Text segment –
────────────────────

Oh. Okay. You didn't have a Friday Faves prepared, or you were busy eating turkey?
Re: Andrea's comment:
Well, that's really too bad. Not to mention plain silly.They (unmentionable bakery) might at least have thought about all of the FREE PUBLICITY they could have gotten! Some folks just can't take a joke even if you were to put a collar and a leash on it and walk it around the block for them. As some Shakespearean character might or might never have said: "A pox on all of their bakeries!"
;alskdjf;lkasjpoiwehjnsd;lasn;dvjkn;asdn;vihasdf
I can't believe nobody has yet commented on the turkey spurting white... goo... of some sort. ...from a thing that doesn't look quite as phallic as the thing next to it.
Are you sure that sixth picture ("My bad." caption) isn't one of Hagrid's Blast-Ended Skrewts from Harry Potter's Hogwarts?

────────────────────

Stored rows –
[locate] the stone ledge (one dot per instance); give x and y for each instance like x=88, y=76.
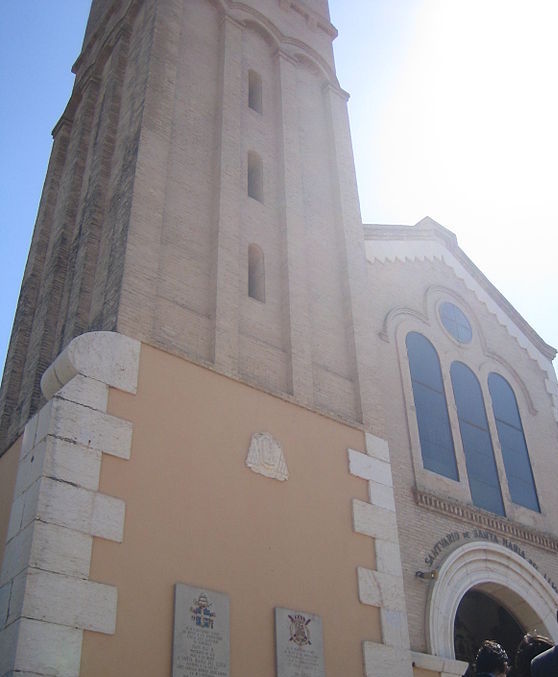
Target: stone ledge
x=105, y=356
x=370, y=520
x=438, y=664
x=381, y=660
x=395, y=631
x=485, y=520
x=381, y=590
x=377, y=447
x=29, y=646
x=369, y=468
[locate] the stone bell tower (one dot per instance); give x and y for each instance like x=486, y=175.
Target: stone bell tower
x=192, y=358
x=201, y=197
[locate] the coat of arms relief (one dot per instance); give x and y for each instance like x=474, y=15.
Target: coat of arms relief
x=266, y=457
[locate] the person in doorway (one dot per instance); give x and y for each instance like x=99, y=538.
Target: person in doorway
x=492, y=660
x=546, y=663
x=530, y=646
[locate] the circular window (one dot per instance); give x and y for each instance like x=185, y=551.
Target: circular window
x=455, y=322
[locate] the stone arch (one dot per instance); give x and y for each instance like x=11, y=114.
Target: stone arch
x=500, y=573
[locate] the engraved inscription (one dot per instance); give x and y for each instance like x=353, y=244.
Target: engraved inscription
x=298, y=644
x=201, y=633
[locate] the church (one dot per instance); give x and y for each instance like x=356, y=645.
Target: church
x=241, y=432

────────────────────

Exercises –
- 1) Rewrite the stretch of the comment thread from "Oh. Okay. You" through "Harry Potter's Hogwarts?", putting "Elizabethan" in place of "Shakespearean".
- 2) According to the comment thread, what caption goes with the sixth picture?

Outputs by task –
- 1)
Oh. Okay. You didn't have a Friday Faves prepared, or you were busy eating turkey?
Re: Andrea's comment:
Well, that's really too bad. Not to mention plain silly.They (unmentionable bakery) might at least have thought about all of the FREE PUBLICITY they could have gotten! Some folks just can't take a joke even if you were to put a collar and a leash on it and walk it around the block for them. As some Elizabethan character might or might never have said: "A pox on all of their bakeries!"
;alskdjf;lkasjpoiwehjnsd;lasn;dvjkn;asdn;vihasdf
I can't believe nobody has yet commented on the turkey spurting white... goo... of some sort. ...from a thing that doesn't look quite as phallic as the thing next to it.
Are you sure that sixth picture ("My bad." caption) isn't one of Hagrid's Blast-Ended Skrewts from Harry Potter's Hogwarts?

- 2) "My bad."